TASK DESCRIPTION — Nothing in the records should differ when they are repeated. Restate them word for word.

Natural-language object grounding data
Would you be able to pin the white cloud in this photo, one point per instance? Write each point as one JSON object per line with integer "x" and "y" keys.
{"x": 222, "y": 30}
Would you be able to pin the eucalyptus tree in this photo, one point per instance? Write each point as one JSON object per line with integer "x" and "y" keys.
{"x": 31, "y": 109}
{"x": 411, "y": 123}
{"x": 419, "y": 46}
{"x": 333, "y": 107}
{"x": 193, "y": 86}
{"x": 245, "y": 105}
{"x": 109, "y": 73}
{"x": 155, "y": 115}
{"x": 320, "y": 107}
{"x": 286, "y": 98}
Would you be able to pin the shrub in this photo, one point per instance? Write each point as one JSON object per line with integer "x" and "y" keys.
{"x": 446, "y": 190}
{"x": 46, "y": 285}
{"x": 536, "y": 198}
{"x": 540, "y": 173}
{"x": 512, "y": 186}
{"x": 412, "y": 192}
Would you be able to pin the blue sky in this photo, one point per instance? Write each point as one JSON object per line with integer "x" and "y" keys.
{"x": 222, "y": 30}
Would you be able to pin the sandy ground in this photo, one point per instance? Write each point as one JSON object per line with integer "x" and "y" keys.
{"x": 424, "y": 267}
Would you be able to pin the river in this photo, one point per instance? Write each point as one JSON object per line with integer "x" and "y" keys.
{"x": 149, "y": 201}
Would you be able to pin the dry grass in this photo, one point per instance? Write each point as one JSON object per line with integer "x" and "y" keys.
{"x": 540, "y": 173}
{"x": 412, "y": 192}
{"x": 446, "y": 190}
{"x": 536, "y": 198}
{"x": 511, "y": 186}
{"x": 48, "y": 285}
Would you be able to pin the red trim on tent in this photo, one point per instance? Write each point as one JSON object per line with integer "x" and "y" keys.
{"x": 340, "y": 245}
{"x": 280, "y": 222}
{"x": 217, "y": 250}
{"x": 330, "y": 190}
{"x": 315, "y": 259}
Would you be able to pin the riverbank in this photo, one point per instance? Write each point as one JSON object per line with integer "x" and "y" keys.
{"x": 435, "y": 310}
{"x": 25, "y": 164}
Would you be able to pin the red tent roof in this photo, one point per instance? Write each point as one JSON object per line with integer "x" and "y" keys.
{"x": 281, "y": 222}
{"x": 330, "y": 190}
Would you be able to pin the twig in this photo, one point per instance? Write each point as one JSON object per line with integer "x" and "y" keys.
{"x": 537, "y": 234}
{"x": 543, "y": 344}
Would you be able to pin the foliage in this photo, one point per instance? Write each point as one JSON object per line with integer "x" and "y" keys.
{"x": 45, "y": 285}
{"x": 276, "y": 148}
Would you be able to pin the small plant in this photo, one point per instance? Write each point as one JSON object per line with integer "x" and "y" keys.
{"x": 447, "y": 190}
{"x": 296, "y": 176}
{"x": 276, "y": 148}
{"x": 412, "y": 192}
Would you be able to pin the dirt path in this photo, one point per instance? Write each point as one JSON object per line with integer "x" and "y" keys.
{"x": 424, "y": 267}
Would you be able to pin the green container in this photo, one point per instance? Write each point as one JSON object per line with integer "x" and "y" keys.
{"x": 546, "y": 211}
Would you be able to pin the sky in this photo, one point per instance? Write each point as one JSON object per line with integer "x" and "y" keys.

RESPONSE AREA —
Would you be able to pin the white cloud in this photo, one point per instance? Write each point as one JSON object per line with integer "x" and "y" keys.
{"x": 222, "y": 30}
Would you be able to pin the eucalyptus tree in this photo, one point per instance? Write each point as one JSON object per line with integer "x" and "y" keys.
{"x": 31, "y": 109}
{"x": 411, "y": 123}
{"x": 419, "y": 46}
{"x": 333, "y": 107}
{"x": 193, "y": 86}
{"x": 245, "y": 105}
{"x": 109, "y": 73}
{"x": 155, "y": 115}
{"x": 320, "y": 107}
{"x": 286, "y": 98}
Would you be able to pin the shrub in this photo, one point per instance? Write each point as one JSON object per line with integer "x" and "y" keys.
{"x": 446, "y": 190}
{"x": 46, "y": 285}
{"x": 536, "y": 198}
{"x": 540, "y": 173}
{"x": 512, "y": 186}
{"x": 412, "y": 192}
Would you be able to pin the blue sky in this photo, one point per instance? Write each point as one JSON object per line with integer "x" and "y" keys.
{"x": 222, "y": 30}
Would you be able to pin the sandy ground in this photo, one point per instance? Write each point as one JSON object per line with integer "x" and "y" keys.
{"x": 424, "y": 267}
Would you be able to pin the river in this photo, one point per instance? Write each point as one JSON object per line with integer "x" and "y" keys.
{"x": 149, "y": 201}
Would you be able to pin the dry grass in this photo, one point per instance? Write each point as one JSON object per line with integer "x" and "y" keys.
{"x": 540, "y": 173}
{"x": 412, "y": 192}
{"x": 446, "y": 190}
{"x": 536, "y": 198}
{"x": 511, "y": 186}
{"x": 48, "y": 285}
Would you be able to pin the red trim on tent in this photo, one point per instance? Write each point as one JSON object per line with integer "x" and "y" keys.
{"x": 340, "y": 245}
{"x": 280, "y": 222}
{"x": 217, "y": 250}
{"x": 330, "y": 190}
{"x": 315, "y": 259}
Would you be able to pin the riverbank in this photo, one point per instance? Write each point as one JSON object per line with integer "x" and "y" keys.
{"x": 435, "y": 310}
{"x": 25, "y": 164}
Would you be able to pin the red tent roof in this photo, one point per instance? Write each point as one JSON object per line with integer "x" and "y" keys.
{"x": 281, "y": 222}
{"x": 330, "y": 190}
Would you be able to pin the twig in this photo, one point per instance? Write each point as one JSON object per line with integer "x" and "y" keys.
{"x": 537, "y": 234}
{"x": 543, "y": 344}
Would you be able to pin the foliage in this photo, one point per instance? Write each point as one JSON object per line with integer "x" and "y" keys.
{"x": 45, "y": 285}
{"x": 276, "y": 148}
Would you be able to pin the small plant in this photo, one point per instance? Write each point as one JSON object per line with integer "x" and "y" keys.
{"x": 447, "y": 190}
{"x": 296, "y": 176}
{"x": 276, "y": 148}
{"x": 412, "y": 192}
Would you be able to pin the dirt path in this photo, one point per instance? Write each point as one JSON object per line with integer "x" and "y" keys.
{"x": 424, "y": 267}
Would you be able to pin the green container in this photo, one point per instance? Write each point as one JSON object per line with integer "x" and "y" keys.
{"x": 546, "y": 211}
Would you be able to pin the sky in this photo, one point per instance? Write each point as one JSON object per line with integer "x" and "y" keys.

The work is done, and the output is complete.